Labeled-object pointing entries
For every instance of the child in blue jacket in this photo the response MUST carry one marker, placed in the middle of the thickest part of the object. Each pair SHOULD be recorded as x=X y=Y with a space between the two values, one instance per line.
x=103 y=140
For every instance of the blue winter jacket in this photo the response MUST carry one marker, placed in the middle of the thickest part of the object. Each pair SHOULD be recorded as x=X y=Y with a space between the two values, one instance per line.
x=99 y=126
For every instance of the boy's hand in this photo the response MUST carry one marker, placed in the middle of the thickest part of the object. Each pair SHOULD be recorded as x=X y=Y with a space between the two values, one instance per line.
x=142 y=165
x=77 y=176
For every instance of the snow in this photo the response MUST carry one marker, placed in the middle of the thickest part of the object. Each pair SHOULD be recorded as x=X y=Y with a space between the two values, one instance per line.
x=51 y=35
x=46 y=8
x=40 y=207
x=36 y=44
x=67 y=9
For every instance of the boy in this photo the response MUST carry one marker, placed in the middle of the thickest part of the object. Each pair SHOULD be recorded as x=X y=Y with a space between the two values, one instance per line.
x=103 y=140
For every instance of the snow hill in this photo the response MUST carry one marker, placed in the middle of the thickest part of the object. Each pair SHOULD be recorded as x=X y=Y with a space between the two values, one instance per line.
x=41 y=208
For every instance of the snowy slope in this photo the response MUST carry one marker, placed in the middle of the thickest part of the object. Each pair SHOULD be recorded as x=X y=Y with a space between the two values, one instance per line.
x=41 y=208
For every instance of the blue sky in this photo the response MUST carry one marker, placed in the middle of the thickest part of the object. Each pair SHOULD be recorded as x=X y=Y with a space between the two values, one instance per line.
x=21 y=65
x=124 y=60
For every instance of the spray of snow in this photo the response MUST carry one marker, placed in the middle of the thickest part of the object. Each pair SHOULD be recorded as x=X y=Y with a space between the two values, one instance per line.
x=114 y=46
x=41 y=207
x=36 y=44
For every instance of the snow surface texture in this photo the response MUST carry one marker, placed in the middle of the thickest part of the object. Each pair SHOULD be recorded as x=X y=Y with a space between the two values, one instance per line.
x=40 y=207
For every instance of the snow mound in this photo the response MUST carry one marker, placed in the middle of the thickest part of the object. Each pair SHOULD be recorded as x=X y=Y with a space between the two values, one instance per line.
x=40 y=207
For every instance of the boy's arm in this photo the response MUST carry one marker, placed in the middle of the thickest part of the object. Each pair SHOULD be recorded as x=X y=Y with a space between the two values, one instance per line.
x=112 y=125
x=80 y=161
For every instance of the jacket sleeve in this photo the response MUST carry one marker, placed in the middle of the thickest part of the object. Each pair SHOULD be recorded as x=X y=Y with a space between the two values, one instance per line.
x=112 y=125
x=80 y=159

▶ **EXERCISE**
Reproduce all of the data above verbatim.

▶ **RESPONSE TO THIS TASK**
For every instance of the child in blue jacket in this photo the response MUST carry one marker, placed in the middle of the thickest part of the object. Each pair SHOULD be recorded as x=X y=Y with a space between the two values, one instance per line.
x=103 y=140
For every instance of the blue winter jacket in this photo the response MUST carry one marker, placed in the middle of the thickest part of the object. Each pair SHOULD be recorded as x=X y=Y with a space between the two values, one instance per line.
x=99 y=126
For every instance of the boy's hand in this photo the response MUST carry one marker, placed in the middle of the thickest part of the object. Each pair SHOULD be recorded as x=X y=Y with a space between the two values, one instance per line.
x=142 y=165
x=77 y=176
For every instance of the snow in this photo the response MUST carry one marker, placed in the middle of the thickest part of the object. Each pair SHOULD be recorded as x=X y=Y with a space between the two values, one instance per line.
x=51 y=35
x=46 y=8
x=40 y=207
x=36 y=44
x=67 y=9
For every instance of the boy in this photo the response MUST carry one marker, placed in the middle of the thickest part of the object. Each pair SHOULD be recorded as x=X y=Y with a space between the two values, one instance per line.
x=103 y=140
For every instance of the snow hill in this photo the response MUST carry one marker, placed in the middle of the thickest part of the object. Each pair SHOULD be recorded as x=X y=Y with a space between the two values, one instance per line.
x=41 y=208
For every instance of the snowy slope in this photo the response MUST carry one marker, placed in the middle of the thickest part of the object. Each pair SHOULD be recorded as x=X y=Y with a space between the two values, one instance per line.
x=41 y=208
For every instance of the blue sky in this photo the response MUST carry one marker, placed in the middle of the thickest part of the object. Each pair SHOULD be recorded as x=X y=Y with a space between the two values, one instance per line.
x=21 y=65
x=124 y=60
For every instance of the spray of snow in this photo the response MUST carry one marker, placed in the middle of the thickest part of the object. Each pair SHOULD be recorded as x=X y=Y with a space between the two values, one instance per line.
x=114 y=46
x=41 y=207
x=36 y=44
For every instance of the snow surface texture in this photo the response MUST carry one marker, placed in the middle of the thickest part of the object. Each pair SHOULD be recorded as x=X y=Y with a space between the two values, one instance per line.
x=40 y=207
For every instance of the snow mound in this photo the response MUST carry one marker, placed in the middle of the thickest part of the object. Each pair SHOULD be recorded as x=X y=Y with a space between the two values, one instance per line.
x=40 y=207
For every instance of the boy's arm in this photo the response MUST carry one marker, placed in the middle of the thickest part of the object. Each pair SHOULD be recorded as x=X y=Y with a space between the two values, one instance per line.
x=112 y=125
x=80 y=161
For every instance of the jacket sleeve in this photo the response MUST carry one marker, placed in the middle of the thickest part of the object. Each pair SHOULD be recorded as x=X y=Y with a space between the two values, one instance per line.
x=112 y=125
x=80 y=159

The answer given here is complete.